GIVEN EXERCISE
Repeat exactly the lines of the listing from the line containing "Exercise. Locate the sneaker" through its last line, and nothing beyond them.
___ TASK INPUTS
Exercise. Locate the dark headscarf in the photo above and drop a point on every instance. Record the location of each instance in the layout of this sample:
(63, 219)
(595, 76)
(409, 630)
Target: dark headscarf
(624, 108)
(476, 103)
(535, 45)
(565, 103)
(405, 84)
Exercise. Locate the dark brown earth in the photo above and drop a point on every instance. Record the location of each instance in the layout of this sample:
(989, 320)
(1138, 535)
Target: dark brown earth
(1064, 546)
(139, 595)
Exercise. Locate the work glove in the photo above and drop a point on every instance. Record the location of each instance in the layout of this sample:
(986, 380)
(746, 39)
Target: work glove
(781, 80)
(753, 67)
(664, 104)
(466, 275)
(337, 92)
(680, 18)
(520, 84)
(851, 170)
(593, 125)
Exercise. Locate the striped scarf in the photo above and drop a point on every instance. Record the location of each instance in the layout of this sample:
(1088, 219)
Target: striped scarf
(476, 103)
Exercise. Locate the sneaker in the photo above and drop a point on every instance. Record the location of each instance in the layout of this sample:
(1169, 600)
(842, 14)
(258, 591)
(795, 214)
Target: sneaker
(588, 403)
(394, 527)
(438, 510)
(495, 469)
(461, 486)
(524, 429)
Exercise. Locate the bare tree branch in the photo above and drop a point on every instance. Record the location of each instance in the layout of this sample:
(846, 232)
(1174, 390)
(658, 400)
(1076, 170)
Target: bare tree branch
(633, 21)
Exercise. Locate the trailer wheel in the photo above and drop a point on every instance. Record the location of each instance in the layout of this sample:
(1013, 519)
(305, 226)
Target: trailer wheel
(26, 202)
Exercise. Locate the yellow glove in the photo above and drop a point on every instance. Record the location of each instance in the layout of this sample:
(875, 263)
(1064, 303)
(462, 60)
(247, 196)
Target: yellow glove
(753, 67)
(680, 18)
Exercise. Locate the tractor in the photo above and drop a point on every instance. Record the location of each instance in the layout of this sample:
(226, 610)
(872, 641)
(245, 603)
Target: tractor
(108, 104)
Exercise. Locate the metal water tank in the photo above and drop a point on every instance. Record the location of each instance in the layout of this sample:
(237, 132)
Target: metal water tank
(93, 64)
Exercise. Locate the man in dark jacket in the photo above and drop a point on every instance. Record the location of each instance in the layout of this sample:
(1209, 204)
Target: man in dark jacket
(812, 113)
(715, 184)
______
RESPONSE TO THE EXERCISE
Exercise. Locate the sneaker in the photo above and drop a point on every instance. Record the location of each instance in the layout of this sample:
(1169, 600)
(842, 14)
(258, 591)
(795, 214)
Target: sneaker
(588, 403)
(394, 527)
(438, 510)
(495, 469)
(461, 486)
(524, 429)
Exercise. Locate the bare tree branch in the photo above and drop a point on every instance. Record the location of each instance in the layout of this sample:
(846, 232)
(1174, 390)
(658, 400)
(1076, 170)
Target: bare tree branch
(633, 21)
Exercise. Locate the trailer wheel in the photo above and drop a point on every instance. Record the location of each instance in the layout of this sample:
(1013, 519)
(305, 226)
Target: trailer wheel
(26, 202)
Exercise. Locate the yellow glove in the photo above and drop a point on every instance. Record the location of each instance in the layout of this sample:
(875, 263)
(1064, 303)
(462, 60)
(247, 196)
Target: yellow glove
(753, 67)
(680, 18)
Exercise. Locate the tractor in the photo above and drop a point on every instance. Record the location of each instance in the layout of this sample:
(226, 610)
(872, 641)
(245, 603)
Target: tractor
(108, 104)
Exercise. Locate the metal water tank in the photo above and drop a point on every instance. Record the location of each instance in the layout of this sample:
(237, 132)
Target: metal water tank
(93, 64)
Exercise. Locate the man in dark jacket in the photo above and drop a point on every instance. Record the location of each instance in the layout of this sample:
(1209, 204)
Target: man in dark jacket
(812, 113)
(715, 184)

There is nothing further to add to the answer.